- _REQUESTS_
(a) Reproduce verbatim the portion of the NetUI href encoding post that starts at "However, there's a" and ends at "query value, like...".
(b) Answer these questions from the NetUI href encoding post:
(i) What does the post say is used to encode the names and values of the NetUI parameter tag?
(ii) What components does the planned implementation split a string into?
(iii) What does the post say would be returned if a user sets href="index.html?query=hot%26cold"?

[Begin PASSAGE GIVEN]

I wanted to see if anyone had some feedback or suggestions
with regards to changes to properly encode the href
attribute in some of the NetUI tags, such as anchor,
rewriteURL, image, etc.
Currently we do not perform any encoding on the string
defined for the href attribute of these tags. A developer
provides the href with the properly escaped characters
as needed. However, we do encode the names and values
of the NetUI parameter tag (with URLCodec) for multibyte
and other URI characters that need to be escaped.
To make this more consistent, I plan to change the default
behavior to encode the href attributes of the NetUI tags,
such as anchor, rewriteURL, image, etc.
The implementation I have splits a string into components of
scheme, authority, path, query, and fragment, and then uses
a java.net.URI constructor which will escape the characters
in each component as required.
However, there's a condition that wouldn't be supported with
these implementation changes. It would impact a few of the
tags that use href, like RewriteURL, which do not contain/use
the netui parameter tag.
First, the user has a URL that includes a reserved URI character
such as '&' in a value of a query that you want escaped. For
example, the user wants a final URI that has a string for
"hot&cold" in a query value, like...
"http://host/index.html?query=hot%26cold".
If they use a tag with href="index.html?query=hot&cold" we'd
create "http://host/index.html?query=hot&cold". If they
use href="index.html?query=hot%26cold" we'd return
"http://host/index.html?query=hot%2526cold".

[End PASSAGE GIVEN]
[Begin INFORMATION PROVIDED]

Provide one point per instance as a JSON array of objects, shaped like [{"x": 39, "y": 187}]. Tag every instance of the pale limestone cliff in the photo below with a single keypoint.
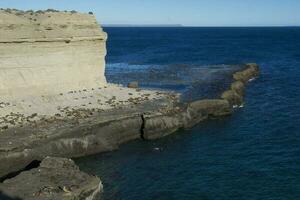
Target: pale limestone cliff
[{"x": 50, "y": 52}]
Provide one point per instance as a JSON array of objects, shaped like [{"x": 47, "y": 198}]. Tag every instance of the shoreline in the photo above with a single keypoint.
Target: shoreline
[{"x": 104, "y": 131}]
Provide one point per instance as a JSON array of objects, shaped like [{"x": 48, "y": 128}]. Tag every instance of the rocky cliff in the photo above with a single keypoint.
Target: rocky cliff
[{"x": 48, "y": 52}]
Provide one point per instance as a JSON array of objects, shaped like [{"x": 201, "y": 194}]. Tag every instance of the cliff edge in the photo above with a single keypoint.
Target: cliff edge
[{"x": 48, "y": 52}]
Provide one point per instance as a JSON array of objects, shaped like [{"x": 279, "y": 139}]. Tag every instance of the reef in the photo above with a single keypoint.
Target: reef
[{"x": 55, "y": 101}]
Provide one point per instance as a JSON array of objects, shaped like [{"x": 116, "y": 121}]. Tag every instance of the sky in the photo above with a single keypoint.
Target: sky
[{"x": 185, "y": 12}]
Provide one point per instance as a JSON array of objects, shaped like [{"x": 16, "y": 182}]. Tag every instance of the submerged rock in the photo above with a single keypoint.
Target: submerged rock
[
  {"x": 55, "y": 178},
  {"x": 133, "y": 84}
]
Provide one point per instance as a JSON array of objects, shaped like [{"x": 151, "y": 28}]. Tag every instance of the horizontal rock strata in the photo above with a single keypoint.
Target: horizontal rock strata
[
  {"x": 54, "y": 101},
  {"x": 50, "y": 52},
  {"x": 93, "y": 131}
]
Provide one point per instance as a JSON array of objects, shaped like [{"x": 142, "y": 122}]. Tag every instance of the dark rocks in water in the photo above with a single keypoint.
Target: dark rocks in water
[
  {"x": 55, "y": 178},
  {"x": 133, "y": 84},
  {"x": 105, "y": 131},
  {"x": 251, "y": 71},
  {"x": 232, "y": 97}
]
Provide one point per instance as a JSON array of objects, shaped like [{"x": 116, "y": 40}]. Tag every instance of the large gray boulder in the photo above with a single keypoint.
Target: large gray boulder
[{"x": 55, "y": 178}]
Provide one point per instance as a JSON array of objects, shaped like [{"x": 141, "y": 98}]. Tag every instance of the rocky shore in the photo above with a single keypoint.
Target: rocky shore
[
  {"x": 54, "y": 178},
  {"x": 91, "y": 117}
]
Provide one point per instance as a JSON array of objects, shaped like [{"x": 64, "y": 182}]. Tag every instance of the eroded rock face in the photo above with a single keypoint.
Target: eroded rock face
[
  {"x": 55, "y": 178},
  {"x": 50, "y": 52}
]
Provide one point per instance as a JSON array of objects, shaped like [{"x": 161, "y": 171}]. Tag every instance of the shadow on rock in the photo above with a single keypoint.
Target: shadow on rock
[{"x": 5, "y": 197}]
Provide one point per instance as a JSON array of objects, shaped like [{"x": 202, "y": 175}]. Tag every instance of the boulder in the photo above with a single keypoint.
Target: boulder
[{"x": 55, "y": 178}]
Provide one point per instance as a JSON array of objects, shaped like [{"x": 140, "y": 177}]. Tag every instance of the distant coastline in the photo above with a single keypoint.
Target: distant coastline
[
  {"x": 142, "y": 25},
  {"x": 185, "y": 26}
]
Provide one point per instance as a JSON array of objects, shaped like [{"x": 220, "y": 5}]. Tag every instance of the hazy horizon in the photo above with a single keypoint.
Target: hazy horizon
[{"x": 214, "y": 13}]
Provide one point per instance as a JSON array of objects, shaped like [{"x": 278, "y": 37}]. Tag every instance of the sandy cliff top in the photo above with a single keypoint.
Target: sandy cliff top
[{"x": 20, "y": 26}]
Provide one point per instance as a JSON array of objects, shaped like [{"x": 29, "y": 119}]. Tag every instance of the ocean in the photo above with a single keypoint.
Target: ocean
[{"x": 253, "y": 154}]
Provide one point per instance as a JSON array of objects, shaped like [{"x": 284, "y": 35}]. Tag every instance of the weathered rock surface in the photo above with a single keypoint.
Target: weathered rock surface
[
  {"x": 55, "y": 102},
  {"x": 50, "y": 52},
  {"x": 55, "y": 178}
]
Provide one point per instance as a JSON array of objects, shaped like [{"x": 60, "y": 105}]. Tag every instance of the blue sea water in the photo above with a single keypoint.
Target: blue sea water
[{"x": 253, "y": 154}]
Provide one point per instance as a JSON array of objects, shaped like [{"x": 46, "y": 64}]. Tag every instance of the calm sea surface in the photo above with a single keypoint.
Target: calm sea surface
[{"x": 253, "y": 154}]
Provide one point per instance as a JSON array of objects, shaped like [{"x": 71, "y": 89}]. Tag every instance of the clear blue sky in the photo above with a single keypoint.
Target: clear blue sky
[{"x": 186, "y": 12}]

[End INFORMATION PROVIDED]

- _RESULTS IN ORDER_
(a)
However, there's a condition that wouldn't be supported with
these implementation changes. It would impact a few of the
tags that use href, like RewriteURL, which do not contain/use
the netui parameter tag.
First, the user has a URL that includes a reserved URI character
such as '&' in a value of a query that you want escaped. For
example, the user wants a final URI that has a string for
"hot&cold" in a query value, like...

(b)
(i) URLCodec
(ii) Scheme, authority, path, query, and fragment
(iii) "http://host/index.html?query=hot%2526cold"